If we have, say, an int column that is left-joined to a bigint column
with USING, the merged column is the int column promoted to bigint.
GROUP BY's tests for whether grouping on the merged column allows a
reference to the underlying column, or vice versa, should know about
that relationship --- and they do. But I nearly broke this case with
an ill-advised optimization, so the lack of any test coverage for it
seems like a bad idea.
drop table t3;
drop table p_t1;
--
+-- Test GROUP BY matching of join columns that are type-coerced due to USING
+--
+create temp table t1(f1 int, f2 bigint);
+create temp table t2(f1 bigint, f22 bigint);
+select f1 from t1 left join t2 using (f1) group by f1;
+ f1
+----
+(0 rows)
+
+select f1 from t1 left join t2 using (f1) group by t1.f1;
+ f1
+----
+(0 rows)
+
+select t1.f1 from t1 left join t2 using (f1) group by t1.f1;
+ f1
+----
+(0 rows)
##########
◆ Prompt a
Please give the GROUP BY note again from "GROUP BY's tests" to "a bad idea.", substituting "careless" for "ill-advised".

[Stored items]
##########
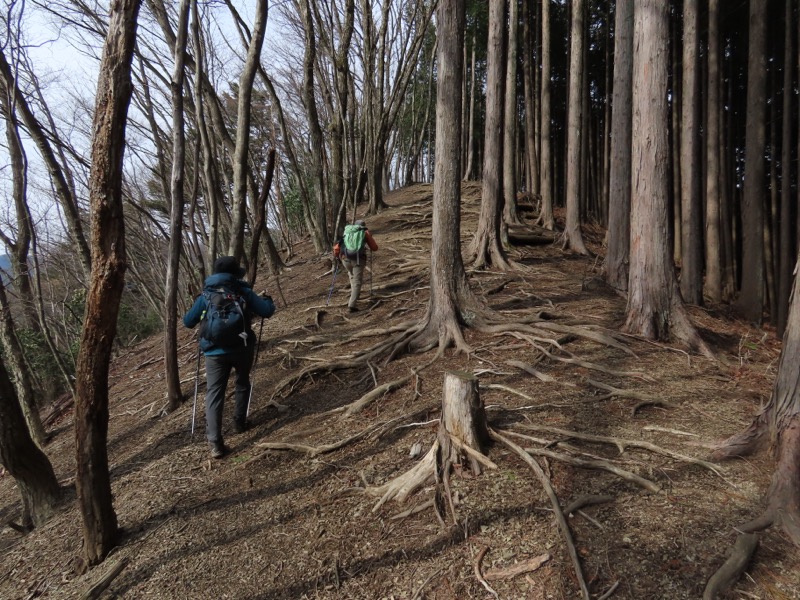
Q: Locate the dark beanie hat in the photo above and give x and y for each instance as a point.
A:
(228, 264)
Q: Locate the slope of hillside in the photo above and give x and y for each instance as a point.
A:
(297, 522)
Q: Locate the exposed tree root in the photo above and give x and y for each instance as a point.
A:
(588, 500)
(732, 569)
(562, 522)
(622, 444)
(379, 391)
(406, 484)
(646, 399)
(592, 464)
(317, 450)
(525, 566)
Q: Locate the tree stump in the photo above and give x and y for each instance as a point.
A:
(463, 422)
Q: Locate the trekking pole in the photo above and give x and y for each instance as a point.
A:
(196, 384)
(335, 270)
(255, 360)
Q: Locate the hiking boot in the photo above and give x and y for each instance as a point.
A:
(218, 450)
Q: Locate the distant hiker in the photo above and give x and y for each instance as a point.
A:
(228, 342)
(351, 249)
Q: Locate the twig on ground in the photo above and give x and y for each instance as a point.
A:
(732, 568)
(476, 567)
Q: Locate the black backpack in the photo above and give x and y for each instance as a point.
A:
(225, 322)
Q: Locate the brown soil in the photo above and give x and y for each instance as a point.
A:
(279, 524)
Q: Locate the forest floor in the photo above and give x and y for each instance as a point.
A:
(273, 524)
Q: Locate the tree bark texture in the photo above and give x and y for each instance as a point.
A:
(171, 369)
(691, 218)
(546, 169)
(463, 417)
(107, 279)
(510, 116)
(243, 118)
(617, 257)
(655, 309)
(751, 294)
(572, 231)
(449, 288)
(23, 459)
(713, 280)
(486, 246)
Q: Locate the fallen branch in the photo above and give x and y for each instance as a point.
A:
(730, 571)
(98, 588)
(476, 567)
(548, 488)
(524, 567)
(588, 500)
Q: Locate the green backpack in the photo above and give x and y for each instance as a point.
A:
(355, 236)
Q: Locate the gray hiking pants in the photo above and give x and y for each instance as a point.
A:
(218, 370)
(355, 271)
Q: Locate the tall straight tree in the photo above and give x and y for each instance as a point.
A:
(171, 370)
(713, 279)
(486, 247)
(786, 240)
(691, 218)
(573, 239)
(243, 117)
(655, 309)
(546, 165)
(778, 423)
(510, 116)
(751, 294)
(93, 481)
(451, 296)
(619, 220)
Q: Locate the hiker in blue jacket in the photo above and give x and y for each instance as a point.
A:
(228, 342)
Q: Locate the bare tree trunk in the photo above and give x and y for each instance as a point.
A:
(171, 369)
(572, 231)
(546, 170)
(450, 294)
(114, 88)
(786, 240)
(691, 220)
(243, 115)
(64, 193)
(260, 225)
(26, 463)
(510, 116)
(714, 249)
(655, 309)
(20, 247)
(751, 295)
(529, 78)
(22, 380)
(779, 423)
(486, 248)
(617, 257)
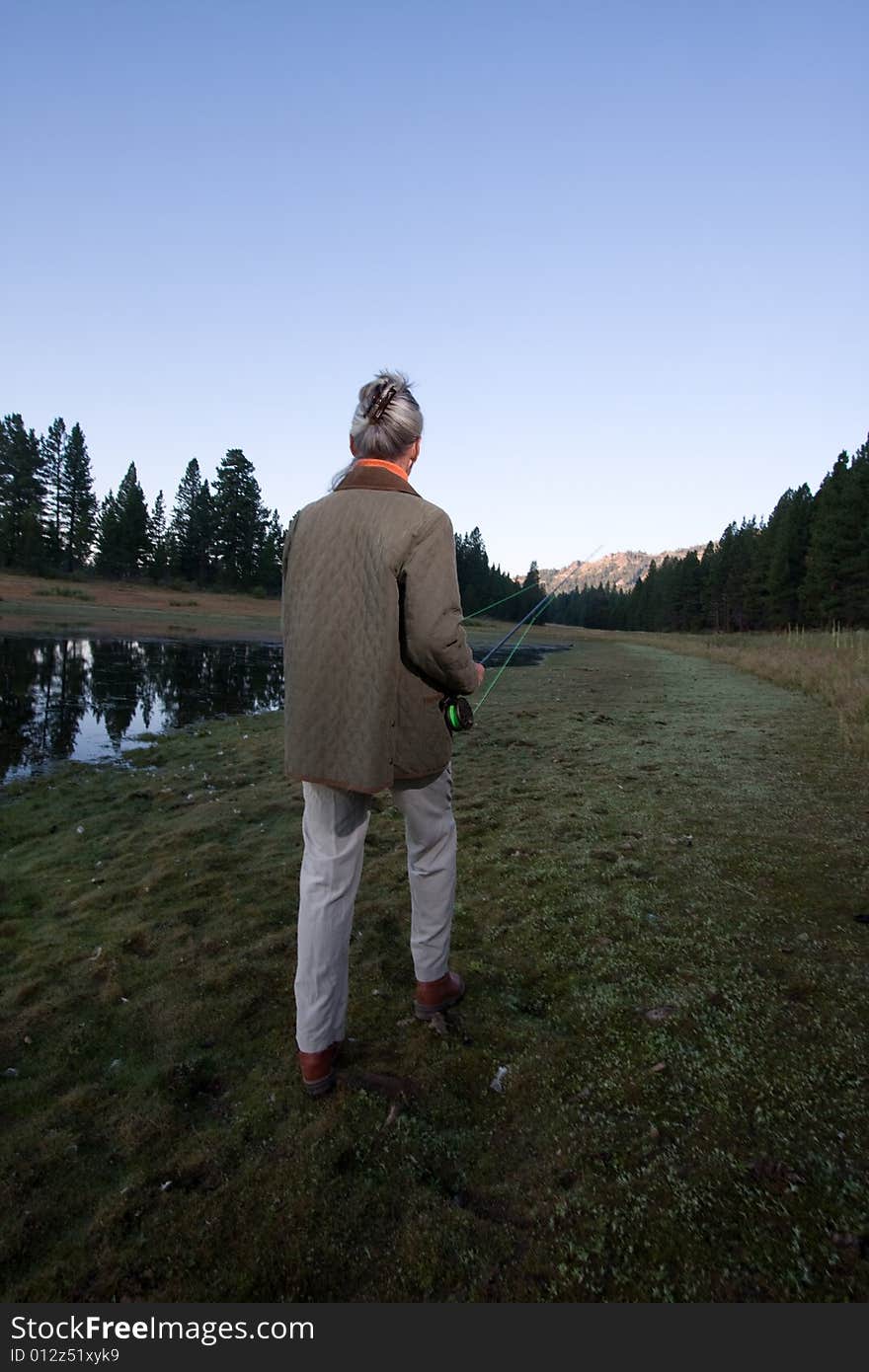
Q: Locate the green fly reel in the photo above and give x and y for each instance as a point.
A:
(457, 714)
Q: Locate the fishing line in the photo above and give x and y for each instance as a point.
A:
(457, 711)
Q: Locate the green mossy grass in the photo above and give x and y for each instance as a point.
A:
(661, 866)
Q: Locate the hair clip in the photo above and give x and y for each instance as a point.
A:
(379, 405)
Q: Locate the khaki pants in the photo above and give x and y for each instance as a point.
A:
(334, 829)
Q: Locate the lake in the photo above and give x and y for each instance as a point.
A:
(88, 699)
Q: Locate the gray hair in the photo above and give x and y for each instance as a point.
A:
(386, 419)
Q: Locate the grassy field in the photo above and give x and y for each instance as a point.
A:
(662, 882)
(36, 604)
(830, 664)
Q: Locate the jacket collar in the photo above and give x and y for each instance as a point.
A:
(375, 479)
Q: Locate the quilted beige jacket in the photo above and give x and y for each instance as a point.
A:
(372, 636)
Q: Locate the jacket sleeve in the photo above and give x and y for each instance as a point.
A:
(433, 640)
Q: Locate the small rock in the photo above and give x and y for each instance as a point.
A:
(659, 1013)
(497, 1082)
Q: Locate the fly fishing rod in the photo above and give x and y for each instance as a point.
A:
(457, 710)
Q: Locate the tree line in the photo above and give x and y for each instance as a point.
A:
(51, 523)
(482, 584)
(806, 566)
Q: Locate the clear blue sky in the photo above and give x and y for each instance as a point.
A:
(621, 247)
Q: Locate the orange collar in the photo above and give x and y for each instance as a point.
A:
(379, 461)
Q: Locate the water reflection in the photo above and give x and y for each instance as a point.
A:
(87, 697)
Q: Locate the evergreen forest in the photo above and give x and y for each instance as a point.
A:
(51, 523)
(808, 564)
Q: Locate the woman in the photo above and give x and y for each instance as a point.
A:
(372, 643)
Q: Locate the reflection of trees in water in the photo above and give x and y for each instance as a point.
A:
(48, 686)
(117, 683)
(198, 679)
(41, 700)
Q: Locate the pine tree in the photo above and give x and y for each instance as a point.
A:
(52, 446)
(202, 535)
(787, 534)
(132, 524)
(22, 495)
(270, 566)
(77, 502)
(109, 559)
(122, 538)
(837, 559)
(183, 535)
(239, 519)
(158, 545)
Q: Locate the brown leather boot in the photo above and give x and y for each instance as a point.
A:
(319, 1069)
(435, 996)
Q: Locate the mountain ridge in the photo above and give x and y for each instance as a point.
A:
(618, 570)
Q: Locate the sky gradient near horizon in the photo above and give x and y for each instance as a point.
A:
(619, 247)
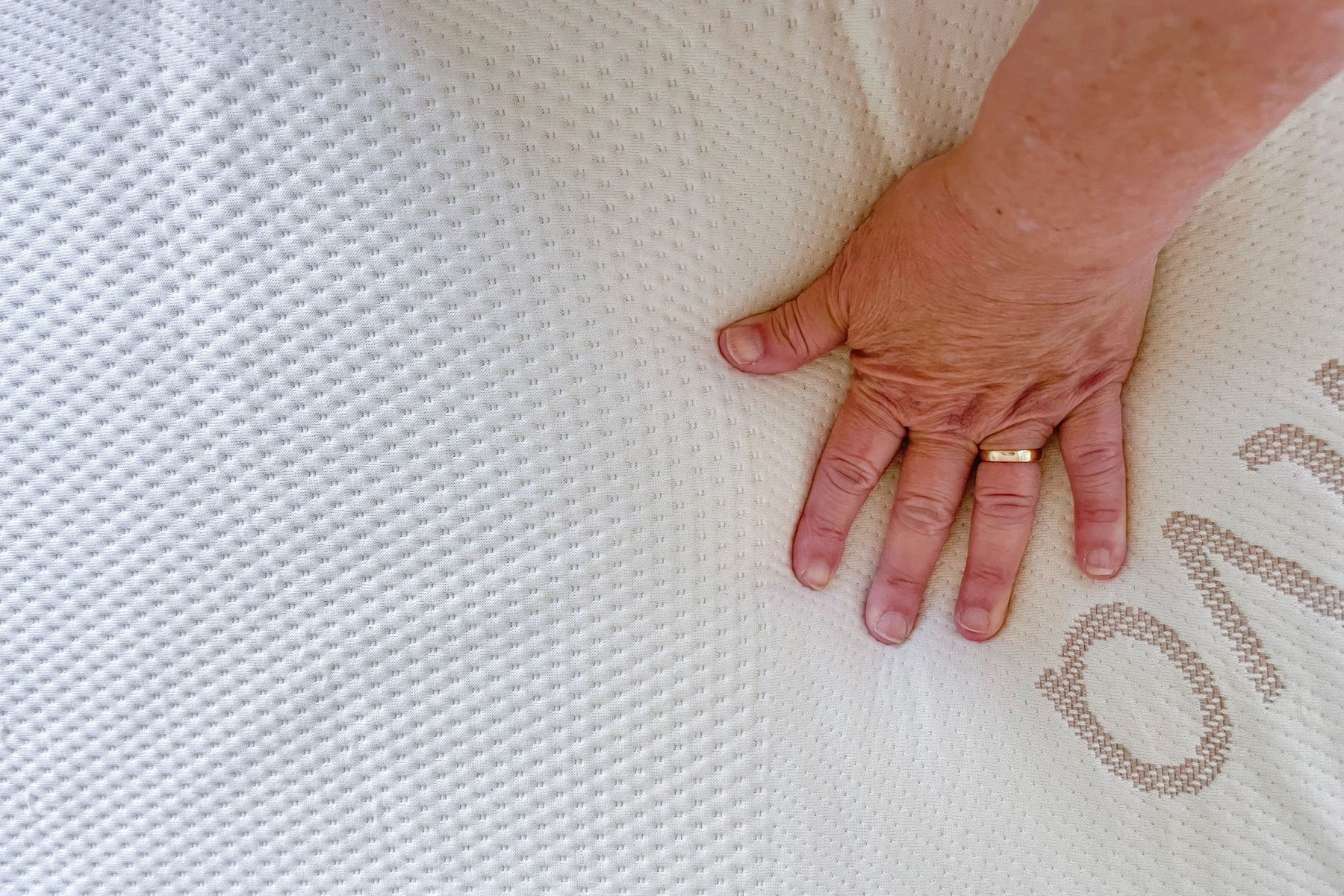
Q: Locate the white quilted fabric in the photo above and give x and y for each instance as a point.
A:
##########
◆ Prompt b
How many lines of the entries contain the string "gray"? Reply with the number alone.

◆ Exercise result a
GROUP BY's tests for whether grouping on the merged column allows a
reference to the underlying column, or vice versa, should know about
that relationship --- and they do. But I nearly broke this case with
an careless optimization, so the lack of any test coverage for it
seems like a bad idea.

◆ Exercise result b
2